[Opening Provided data section]

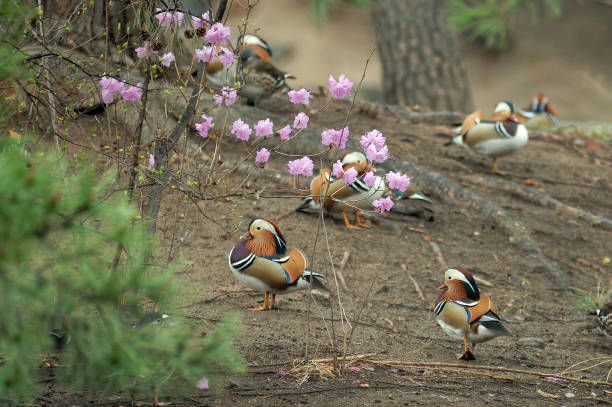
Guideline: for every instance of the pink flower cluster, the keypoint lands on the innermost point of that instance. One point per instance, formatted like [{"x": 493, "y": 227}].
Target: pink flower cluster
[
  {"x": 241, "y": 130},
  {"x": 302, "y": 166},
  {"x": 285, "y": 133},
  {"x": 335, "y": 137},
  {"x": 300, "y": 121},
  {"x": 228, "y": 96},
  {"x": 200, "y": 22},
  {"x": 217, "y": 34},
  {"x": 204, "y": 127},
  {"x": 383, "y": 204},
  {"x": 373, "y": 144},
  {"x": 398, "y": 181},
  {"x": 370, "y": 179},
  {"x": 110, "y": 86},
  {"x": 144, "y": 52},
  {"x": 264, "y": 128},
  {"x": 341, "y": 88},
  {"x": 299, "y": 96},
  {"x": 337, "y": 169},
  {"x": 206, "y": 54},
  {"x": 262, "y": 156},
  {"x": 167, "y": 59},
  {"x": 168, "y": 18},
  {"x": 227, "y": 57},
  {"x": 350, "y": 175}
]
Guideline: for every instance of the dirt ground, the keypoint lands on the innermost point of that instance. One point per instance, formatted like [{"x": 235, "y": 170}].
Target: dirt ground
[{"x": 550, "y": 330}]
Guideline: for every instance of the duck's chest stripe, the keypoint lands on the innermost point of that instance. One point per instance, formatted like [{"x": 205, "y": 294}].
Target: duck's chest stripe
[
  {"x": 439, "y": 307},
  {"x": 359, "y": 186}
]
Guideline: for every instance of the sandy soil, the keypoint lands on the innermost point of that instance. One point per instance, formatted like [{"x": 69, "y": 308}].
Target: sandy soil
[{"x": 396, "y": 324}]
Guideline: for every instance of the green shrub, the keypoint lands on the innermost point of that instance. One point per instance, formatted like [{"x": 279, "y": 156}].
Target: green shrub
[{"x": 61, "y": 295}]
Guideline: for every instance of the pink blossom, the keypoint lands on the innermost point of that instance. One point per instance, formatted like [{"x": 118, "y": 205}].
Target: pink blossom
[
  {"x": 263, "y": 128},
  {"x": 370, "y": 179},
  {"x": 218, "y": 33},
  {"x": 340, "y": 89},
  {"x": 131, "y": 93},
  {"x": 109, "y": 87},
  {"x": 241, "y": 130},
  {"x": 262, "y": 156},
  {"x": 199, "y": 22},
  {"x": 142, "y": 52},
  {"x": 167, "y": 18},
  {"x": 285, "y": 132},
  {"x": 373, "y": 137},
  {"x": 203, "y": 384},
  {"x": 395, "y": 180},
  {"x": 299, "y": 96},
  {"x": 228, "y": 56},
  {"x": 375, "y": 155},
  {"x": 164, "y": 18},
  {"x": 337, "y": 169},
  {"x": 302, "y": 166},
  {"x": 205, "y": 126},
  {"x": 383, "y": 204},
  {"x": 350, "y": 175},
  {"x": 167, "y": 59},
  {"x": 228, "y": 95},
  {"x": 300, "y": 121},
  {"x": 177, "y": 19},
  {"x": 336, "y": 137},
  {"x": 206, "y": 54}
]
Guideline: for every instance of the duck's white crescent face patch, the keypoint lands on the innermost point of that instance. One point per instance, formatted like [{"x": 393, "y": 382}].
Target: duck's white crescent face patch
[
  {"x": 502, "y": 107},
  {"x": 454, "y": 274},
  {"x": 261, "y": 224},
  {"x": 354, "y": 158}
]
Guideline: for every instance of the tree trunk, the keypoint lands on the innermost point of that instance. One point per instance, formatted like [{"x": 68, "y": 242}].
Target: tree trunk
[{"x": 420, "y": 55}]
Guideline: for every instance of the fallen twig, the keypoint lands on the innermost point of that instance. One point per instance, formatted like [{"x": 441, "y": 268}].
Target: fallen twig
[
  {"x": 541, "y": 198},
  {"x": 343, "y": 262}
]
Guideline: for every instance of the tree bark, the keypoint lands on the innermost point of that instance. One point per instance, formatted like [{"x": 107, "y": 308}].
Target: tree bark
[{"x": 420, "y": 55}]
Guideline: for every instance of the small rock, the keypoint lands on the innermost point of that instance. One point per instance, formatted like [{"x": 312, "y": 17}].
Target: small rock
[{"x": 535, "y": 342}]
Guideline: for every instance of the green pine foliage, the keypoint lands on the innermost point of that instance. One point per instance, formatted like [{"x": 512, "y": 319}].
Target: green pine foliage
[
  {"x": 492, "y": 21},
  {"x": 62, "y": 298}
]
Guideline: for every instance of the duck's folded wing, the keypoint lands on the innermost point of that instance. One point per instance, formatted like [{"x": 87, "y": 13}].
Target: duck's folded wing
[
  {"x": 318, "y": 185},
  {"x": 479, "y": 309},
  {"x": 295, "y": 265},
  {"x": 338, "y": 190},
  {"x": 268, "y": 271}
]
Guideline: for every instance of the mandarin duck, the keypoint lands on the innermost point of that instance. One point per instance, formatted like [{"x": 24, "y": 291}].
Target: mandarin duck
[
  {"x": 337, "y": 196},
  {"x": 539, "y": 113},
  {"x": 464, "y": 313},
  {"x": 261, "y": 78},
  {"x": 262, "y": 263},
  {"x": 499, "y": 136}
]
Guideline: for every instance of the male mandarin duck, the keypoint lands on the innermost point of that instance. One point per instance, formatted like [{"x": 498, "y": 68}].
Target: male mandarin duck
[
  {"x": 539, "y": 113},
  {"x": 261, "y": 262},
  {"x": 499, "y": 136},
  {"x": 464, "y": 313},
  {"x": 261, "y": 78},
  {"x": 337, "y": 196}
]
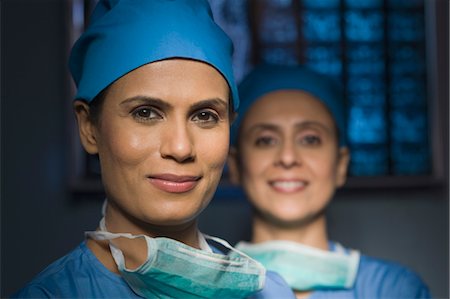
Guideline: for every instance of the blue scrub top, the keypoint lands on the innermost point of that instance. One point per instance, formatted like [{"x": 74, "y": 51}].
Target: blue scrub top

[Closing Provided data section]

*Exercise requirements*
Output every record exactly, minus the pictures.

*Exercise response*
Guideline: for every instance of the pink flower cluster, the keypoint lands on the innermost point of that instance. One point per instance, formatted like [{"x": 493, "y": 227}].
Target: pink flower cluster
[
  {"x": 241, "y": 130},
  {"x": 302, "y": 166},
  {"x": 285, "y": 133},
  {"x": 335, "y": 137},
  {"x": 300, "y": 121},
  {"x": 228, "y": 96},
  {"x": 200, "y": 22},
  {"x": 217, "y": 34},
  {"x": 204, "y": 127},
  {"x": 383, "y": 204},
  {"x": 373, "y": 144},
  {"x": 398, "y": 181},
  {"x": 370, "y": 179},
  {"x": 110, "y": 86},
  {"x": 144, "y": 52},
  {"x": 264, "y": 128},
  {"x": 341, "y": 88},
  {"x": 299, "y": 96},
  {"x": 337, "y": 169},
  {"x": 206, "y": 54},
  {"x": 262, "y": 156},
  {"x": 167, "y": 59},
  {"x": 168, "y": 18},
  {"x": 227, "y": 57},
  {"x": 350, "y": 175}
]
Guideline: for every instance of the dirt ground, the keypoint lands on the innermost point of that instance. One point per instance, formatted like [{"x": 235, "y": 170}].
Target: dirt ground
[{"x": 550, "y": 330}]
Guideline: for every instance of the duck's chest stripe, the keypoint lands on the innermost point of that instance. One point per instance, formatted like [{"x": 205, "y": 294}].
Target: duck's chest stripe
[
  {"x": 439, "y": 307},
  {"x": 359, "y": 186}
]
Guideline: for every instance of the sandy soil, the keypoint lands on the innermost point of that instance. One point per instance, formatted like [{"x": 69, "y": 308}].
Target: sandy soil
[{"x": 396, "y": 324}]
Guideline: for every instance of the green shrub, the keypoint lands on the innermost point of that instance. One point per instance, formatted like [{"x": 279, "y": 156}].
Target: green shrub
[{"x": 61, "y": 295}]
Guideline: for every instance of the pink blossom, the keypoint lands on the innermost point of that instance. One point per instance, formatted like [{"x": 118, "y": 205}].
Target: pink blossom
[
  {"x": 263, "y": 128},
  {"x": 370, "y": 179},
  {"x": 218, "y": 33},
  {"x": 340, "y": 89},
  {"x": 131, "y": 93},
  {"x": 109, "y": 87},
  {"x": 241, "y": 130},
  {"x": 262, "y": 156},
  {"x": 199, "y": 22},
  {"x": 142, "y": 52},
  {"x": 167, "y": 18},
  {"x": 285, "y": 132},
  {"x": 373, "y": 137},
  {"x": 203, "y": 384},
  {"x": 395, "y": 180},
  {"x": 299, "y": 96},
  {"x": 228, "y": 56},
  {"x": 375, "y": 155},
  {"x": 164, "y": 18},
  {"x": 337, "y": 169},
  {"x": 302, "y": 166},
  {"x": 205, "y": 126},
  {"x": 383, "y": 204},
  {"x": 350, "y": 175},
  {"x": 167, "y": 59},
  {"x": 228, "y": 95},
  {"x": 300, "y": 121},
  {"x": 177, "y": 19},
  {"x": 336, "y": 137},
  {"x": 206, "y": 54}
]
Guideline: for every instance of the duck's white crescent face patch, the keypoint lands on the innermost point of that instance. One point per instance, formatted like [{"x": 393, "y": 382}].
Target: duck's white crescent face patch
[
  {"x": 502, "y": 107},
  {"x": 454, "y": 274},
  {"x": 261, "y": 224},
  {"x": 354, "y": 158}
]
Guideline: for every instance of the tree trunk, the keypoint lands on the innermost point of that instance. One point per instance, formatted like [{"x": 68, "y": 242}].
Target: tree trunk
[{"x": 420, "y": 55}]
Guideline: for every instance of the fallen twig, the keypoint lands on the innermost point of that instance. One point per instance, formatted like [{"x": 441, "y": 268}].
Target: fallen twig
[
  {"x": 541, "y": 198},
  {"x": 343, "y": 262}
]
Guideline: for every instance of the tree bark, the keypoint lands on the innermost point of that instance. One point per instance, formatted like [{"x": 107, "y": 308}].
Target: tree bark
[{"x": 420, "y": 55}]
Guideline: for every instance of the small rock, the keypoint lands on the innermost point of that instance. One point per instance, formatted like [{"x": 312, "y": 17}].
Target: small rock
[{"x": 535, "y": 342}]
Guideline: for every instance of the green pine foliage, the keypoint lands on the innermost point of that instance. One point per instance, formatted like [{"x": 512, "y": 319}].
Target: green pine foliage
[
  {"x": 492, "y": 21},
  {"x": 62, "y": 298}
]
Guideline: for every instance of the duck's folded wing, the keypoint lands on the innermost point of that instance. One point per instance, formatted like [{"x": 87, "y": 13}].
Target: duck's folded wing
[
  {"x": 318, "y": 185},
  {"x": 479, "y": 309},
  {"x": 295, "y": 265},
  {"x": 338, "y": 190},
  {"x": 268, "y": 271}
]
Guideline: for every instance of the mandarin duck, the keypoint lands on the innermost point of that instance. One point per instance, formatted like [{"x": 24, "y": 291}].
Target: mandarin duck
[
  {"x": 337, "y": 196},
  {"x": 539, "y": 113},
  {"x": 464, "y": 313},
  {"x": 261, "y": 78},
  {"x": 262, "y": 263},
  {"x": 499, "y": 136}
]
Guideline: for every instance of the male mandarin duck, the keypoint lands on the innermost point of that instance. One point per instance, formatted like [{"x": 498, "y": 68}].
Target: male mandarin duck
[
  {"x": 539, "y": 113},
  {"x": 261, "y": 262},
  {"x": 499, "y": 136},
  {"x": 464, "y": 313},
  {"x": 261, "y": 78},
  {"x": 337, "y": 196}
]
Guideline: for every instance of the blue scrub top, the keypoint lands on the innermost point of that instance. One point per instance, formatted like [{"x": 74, "y": 51}].
Target: blue scrub top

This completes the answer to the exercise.